The discovery makes sense: Mollusks use these teeth to excavate rocks while they feed

(Brandon Tabiolo/Design Pics/Corbis)
smithsonian.com

Marine snails, commonly called limpets, cling tenaciously to rocks as waves batter them. They can clamp on with a force of 75 pounds per square inch, using their muscular mollusk "foot" and a chemical secretion. But even that feat isn’t as stunning as their ability to grind down rock as they feed, using a tooth-studded tongue called a radula. Now the snails have upped their tough-guy street cred with help from engineers based in the U.K., who discovered that these snails’ teeth are made of the strongest natural material out there.

Spider silk, often compared to kevlar, has wowed with its tough yet flexible powers. But when tested, the tooth material was, on average, about five times stronger than most spider silk, reports BBC News. This makes it the strongest natural material on Earth. Tests in the lab revealed that it can withstand pressure that would turn carbon into diamond. Thats’s comparable to a single strand of spaghetti holding up about 3,300 one-pound bags of sugar, the study’s lead author, Asa Barber of the University of Portsmouth, told the BBC. 

For Science, David Shultz reports:

Scientists discovered that the teeth are made of a mixture of goethite (an iron-containing crystal) nanofibers encased in a protein matrix. In spite of their amazing strength, the teeth don’t quite best the strongest humanmade materials like graphene, but the new material’s upper range puts it far ahead of Kevlar and on par with the highest quality carbon fibers.

* Tasks for this exercise *
**1.** In the passage on limpet teeth, what is the tooth-studded tongue that limpets use to grind down rock called?
**2.** In the passage on limpet teeth, which other materials are ranked against the tooth material's strength as weaker, stronger, or equal?
**3.** Write a continuation of the passage on limpet teeth that picks up after its last sentence.
The items have no connection to the passage on limpet teeth.

* Data to examine *
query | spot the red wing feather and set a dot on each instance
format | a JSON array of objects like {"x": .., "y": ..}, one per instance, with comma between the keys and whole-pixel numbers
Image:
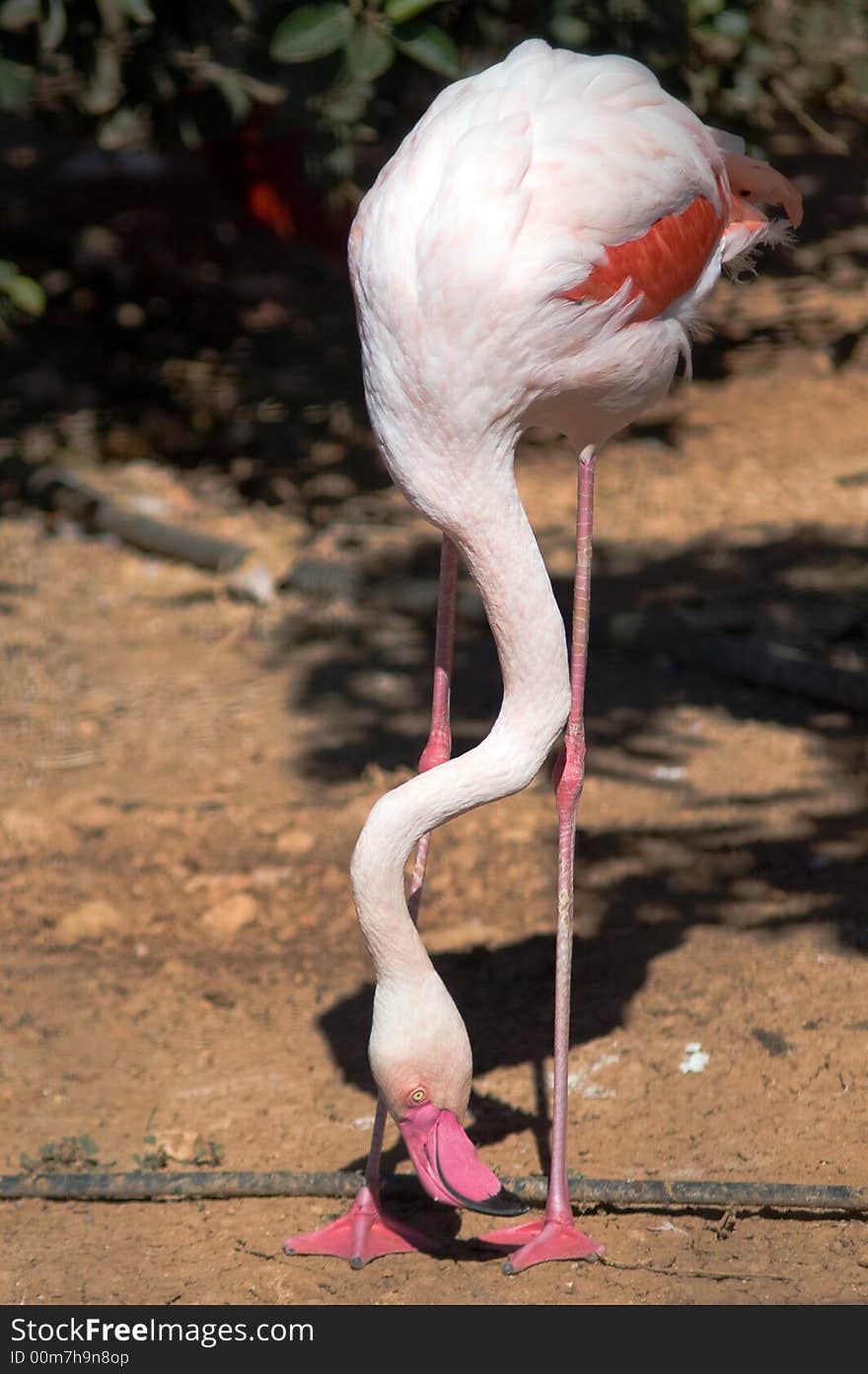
[{"x": 661, "y": 265}]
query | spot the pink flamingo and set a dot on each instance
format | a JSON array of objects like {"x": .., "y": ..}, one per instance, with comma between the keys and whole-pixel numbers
[{"x": 535, "y": 253}]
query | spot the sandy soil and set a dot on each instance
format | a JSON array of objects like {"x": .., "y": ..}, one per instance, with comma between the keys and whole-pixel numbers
[{"x": 184, "y": 775}]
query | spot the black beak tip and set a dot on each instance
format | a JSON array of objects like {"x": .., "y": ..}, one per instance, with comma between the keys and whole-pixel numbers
[{"x": 501, "y": 1203}]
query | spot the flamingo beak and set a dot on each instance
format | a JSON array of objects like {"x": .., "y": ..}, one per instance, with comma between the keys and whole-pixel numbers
[{"x": 448, "y": 1167}]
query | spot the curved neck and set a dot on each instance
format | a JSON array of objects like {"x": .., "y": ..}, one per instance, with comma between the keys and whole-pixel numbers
[{"x": 501, "y": 554}]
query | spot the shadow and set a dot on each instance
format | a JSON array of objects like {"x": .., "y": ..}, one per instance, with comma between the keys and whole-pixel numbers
[
  {"x": 805, "y": 594},
  {"x": 807, "y": 591}
]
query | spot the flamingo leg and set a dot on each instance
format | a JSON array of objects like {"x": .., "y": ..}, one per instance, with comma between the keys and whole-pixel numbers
[
  {"x": 555, "y": 1236},
  {"x": 366, "y": 1233}
]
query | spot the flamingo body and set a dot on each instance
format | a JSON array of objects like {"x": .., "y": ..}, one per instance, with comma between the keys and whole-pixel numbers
[{"x": 536, "y": 252}]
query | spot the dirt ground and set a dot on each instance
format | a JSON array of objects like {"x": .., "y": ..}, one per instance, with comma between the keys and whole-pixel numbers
[{"x": 184, "y": 773}]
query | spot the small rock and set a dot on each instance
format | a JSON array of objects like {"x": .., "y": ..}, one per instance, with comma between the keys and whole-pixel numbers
[
  {"x": 252, "y": 581},
  {"x": 227, "y": 918},
  {"x": 296, "y": 842},
  {"x": 91, "y": 921},
  {"x": 29, "y": 832}
]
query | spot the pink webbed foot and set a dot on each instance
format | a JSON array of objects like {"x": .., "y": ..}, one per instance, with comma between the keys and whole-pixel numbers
[
  {"x": 542, "y": 1240},
  {"x": 361, "y": 1236}
]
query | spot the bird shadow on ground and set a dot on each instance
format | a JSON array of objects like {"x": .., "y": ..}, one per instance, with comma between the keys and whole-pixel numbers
[
  {"x": 370, "y": 679},
  {"x": 805, "y": 591},
  {"x": 504, "y": 993}
]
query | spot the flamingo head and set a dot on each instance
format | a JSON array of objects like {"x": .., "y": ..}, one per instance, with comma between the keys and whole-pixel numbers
[{"x": 422, "y": 1063}]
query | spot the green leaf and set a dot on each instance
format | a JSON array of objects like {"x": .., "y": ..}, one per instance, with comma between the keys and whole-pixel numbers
[
  {"x": 137, "y": 10},
  {"x": 105, "y": 87},
  {"x": 430, "y": 47},
  {"x": 25, "y": 293},
  {"x": 314, "y": 31},
  {"x": 54, "y": 25},
  {"x": 14, "y": 86},
  {"x": 401, "y": 10},
  {"x": 18, "y": 14},
  {"x": 368, "y": 54}
]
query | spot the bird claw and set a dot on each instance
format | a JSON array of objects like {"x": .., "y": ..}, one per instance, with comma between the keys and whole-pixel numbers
[
  {"x": 360, "y": 1236},
  {"x": 542, "y": 1240}
]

* Expected outputs *
**1.** A radula.

**2.** Spider silk, Kevlar, graphene, and the highest-quality carbon fibers.

**3.**
The researchers published their findings in the Journal of the Royal Society Interface

If you're looking for the strongest overall material on Earth, diamond is a good guess, but again, man-made nano-materials beat it. And there are also two rare, natural materials that can withstand more stress than diamond, reports New Scientist

One of those—wurtzite boron nitrate—has a diamond-like arrangement at the atomic level. But while diamonds are made only of carbon, wurtzite boron nitrate also contains (as its name suggests) boron and nitrogen. The other—lonsdaleite—is all carbon but has a hexagonal structure. (Diamond’s cubic.) Lonsdaleite can be created when graphite-containing meteorites plummet to Earth, and it can withstand 58 percent more stress than diamond.

Hard and strong-yet-flexible materials offer attractive properties for engineers looking to build the next generation of materials, structures and even machines. Now they’ll be turning to the snails as the latest potential nature consultants on these projects.

Editor’s Note April 5, 2017: As pointed out by one of our eagle-eyed readers Tom Tonon, the terminology in this story could cause confusion for some readers. There are many different scientific terms used to describe an object’s capacity to resist bending or breaking apart, each of which has subtle differences. In this article, we use the terms toughness and strength to refer to the object’s tensile strength—the capacity of an object to resist pulling apart. This differs from compressive strength, which describes the amount of squeezing an object could withstand. The above discussion of wurtzite boron nitrate refers to not to tensile strength but the hardness of the material, which is its capacity to resist scratching or cutting.